Raw data:
** START **
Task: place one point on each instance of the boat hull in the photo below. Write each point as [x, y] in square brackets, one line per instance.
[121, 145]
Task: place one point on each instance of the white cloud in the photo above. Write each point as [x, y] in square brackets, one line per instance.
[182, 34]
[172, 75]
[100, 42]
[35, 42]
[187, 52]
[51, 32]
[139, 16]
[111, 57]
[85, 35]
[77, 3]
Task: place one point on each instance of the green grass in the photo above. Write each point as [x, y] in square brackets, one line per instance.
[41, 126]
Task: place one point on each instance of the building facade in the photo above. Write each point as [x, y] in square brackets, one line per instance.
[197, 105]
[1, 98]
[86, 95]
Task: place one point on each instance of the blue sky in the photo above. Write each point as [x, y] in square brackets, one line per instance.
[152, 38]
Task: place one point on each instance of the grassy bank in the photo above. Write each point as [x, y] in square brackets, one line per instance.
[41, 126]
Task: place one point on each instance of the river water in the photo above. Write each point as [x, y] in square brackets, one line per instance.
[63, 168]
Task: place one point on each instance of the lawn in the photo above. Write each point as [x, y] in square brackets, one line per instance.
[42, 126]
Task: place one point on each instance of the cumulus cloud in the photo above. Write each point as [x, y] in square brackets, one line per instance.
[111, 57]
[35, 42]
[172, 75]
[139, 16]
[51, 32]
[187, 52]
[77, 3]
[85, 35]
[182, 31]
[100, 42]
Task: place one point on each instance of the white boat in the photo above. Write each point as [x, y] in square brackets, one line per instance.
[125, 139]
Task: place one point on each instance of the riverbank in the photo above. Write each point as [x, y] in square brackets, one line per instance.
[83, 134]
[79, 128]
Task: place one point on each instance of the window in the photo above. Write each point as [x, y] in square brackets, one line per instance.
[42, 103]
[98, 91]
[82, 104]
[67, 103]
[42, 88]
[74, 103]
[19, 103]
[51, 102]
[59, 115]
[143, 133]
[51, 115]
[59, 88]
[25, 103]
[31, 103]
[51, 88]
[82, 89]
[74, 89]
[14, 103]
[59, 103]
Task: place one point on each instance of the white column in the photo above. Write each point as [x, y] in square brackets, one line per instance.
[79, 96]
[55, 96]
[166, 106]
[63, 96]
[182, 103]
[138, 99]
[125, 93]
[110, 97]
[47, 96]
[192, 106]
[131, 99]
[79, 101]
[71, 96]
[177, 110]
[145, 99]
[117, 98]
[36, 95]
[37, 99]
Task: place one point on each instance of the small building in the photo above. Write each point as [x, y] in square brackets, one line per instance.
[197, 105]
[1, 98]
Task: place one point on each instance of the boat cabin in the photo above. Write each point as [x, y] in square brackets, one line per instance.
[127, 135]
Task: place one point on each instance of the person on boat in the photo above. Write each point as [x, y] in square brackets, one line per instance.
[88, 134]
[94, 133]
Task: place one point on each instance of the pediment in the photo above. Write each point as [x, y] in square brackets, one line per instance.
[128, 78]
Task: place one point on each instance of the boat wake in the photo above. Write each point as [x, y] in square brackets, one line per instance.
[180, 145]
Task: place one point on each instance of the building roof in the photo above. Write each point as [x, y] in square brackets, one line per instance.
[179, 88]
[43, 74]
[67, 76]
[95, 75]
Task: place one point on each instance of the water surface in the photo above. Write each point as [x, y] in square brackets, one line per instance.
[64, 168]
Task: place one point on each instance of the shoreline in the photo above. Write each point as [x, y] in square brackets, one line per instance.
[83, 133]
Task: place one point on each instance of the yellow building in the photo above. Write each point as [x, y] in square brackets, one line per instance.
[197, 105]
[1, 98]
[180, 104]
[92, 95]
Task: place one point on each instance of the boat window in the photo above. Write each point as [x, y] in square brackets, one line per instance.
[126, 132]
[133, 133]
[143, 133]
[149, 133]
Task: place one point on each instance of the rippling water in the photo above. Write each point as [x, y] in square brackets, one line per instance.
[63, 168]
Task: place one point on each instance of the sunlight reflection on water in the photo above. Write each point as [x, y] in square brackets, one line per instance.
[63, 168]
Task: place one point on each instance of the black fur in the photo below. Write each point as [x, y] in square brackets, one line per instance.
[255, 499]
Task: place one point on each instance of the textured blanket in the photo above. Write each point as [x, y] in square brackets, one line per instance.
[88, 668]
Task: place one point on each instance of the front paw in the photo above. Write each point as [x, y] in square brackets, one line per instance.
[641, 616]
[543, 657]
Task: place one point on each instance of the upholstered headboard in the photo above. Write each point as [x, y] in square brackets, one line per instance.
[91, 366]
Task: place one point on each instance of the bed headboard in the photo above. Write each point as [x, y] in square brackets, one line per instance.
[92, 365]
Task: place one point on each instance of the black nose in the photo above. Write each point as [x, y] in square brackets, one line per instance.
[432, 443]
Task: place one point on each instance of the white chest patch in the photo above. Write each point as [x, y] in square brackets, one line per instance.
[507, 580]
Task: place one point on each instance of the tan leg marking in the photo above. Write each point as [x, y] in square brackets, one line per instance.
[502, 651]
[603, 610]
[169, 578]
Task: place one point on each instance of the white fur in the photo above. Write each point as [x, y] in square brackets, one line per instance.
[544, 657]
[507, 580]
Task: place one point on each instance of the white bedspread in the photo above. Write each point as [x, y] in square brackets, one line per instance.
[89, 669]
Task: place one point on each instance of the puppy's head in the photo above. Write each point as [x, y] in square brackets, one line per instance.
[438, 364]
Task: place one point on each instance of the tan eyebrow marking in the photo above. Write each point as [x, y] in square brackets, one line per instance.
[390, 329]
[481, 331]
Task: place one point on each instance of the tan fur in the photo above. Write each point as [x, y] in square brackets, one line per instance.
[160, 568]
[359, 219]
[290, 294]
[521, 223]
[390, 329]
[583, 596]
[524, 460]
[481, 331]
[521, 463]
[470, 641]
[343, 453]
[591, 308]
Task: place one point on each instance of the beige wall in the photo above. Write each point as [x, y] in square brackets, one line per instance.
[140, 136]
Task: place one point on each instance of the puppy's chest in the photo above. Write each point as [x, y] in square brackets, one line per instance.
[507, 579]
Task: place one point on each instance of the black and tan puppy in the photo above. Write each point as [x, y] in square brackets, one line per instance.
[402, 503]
** END **
> [WRITTEN INSTRUCTION] Update the data starting at the line that contains "Task: place one point on each instance of the tan eyebrow" and ending at the end of the data. Reproduce that stretch with "beige wall" changed to "cream wall" and nothing else altered.

> [RESPONSE FOR THIS EXERCISE]
Task: place one point on each instance of the tan eyebrow marking in the photo above. Write each point as [x, y] in square brackets, one line per instance.
[390, 329]
[481, 331]
Task: place one point on each instance of the tan fur in the photo above. Write each point as [x, y] in square brackets, one line per instance.
[160, 568]
[359, 219]
[290, 294]
[521, 223]
[390, 329]
[583, 596]
[524, 460]
[481, 331]
[521, 463]
[470, 641]
[343, 453]
[591, 308]
Task: place one point on each instance of the cream wall in the photo above. Write each point as [x, y] in square brackets, one line per instance.
[140, 136]
Task: place one point on each instance of the puppy's chest in the photo above. Write each point as [x, y] in square brackets, one line per instance.
[507, 579]
Task: place one point on each instance of the black and tan puppy in the photo above. Write each point as [x, y] in square brackets, one line per instance.
[402, 503]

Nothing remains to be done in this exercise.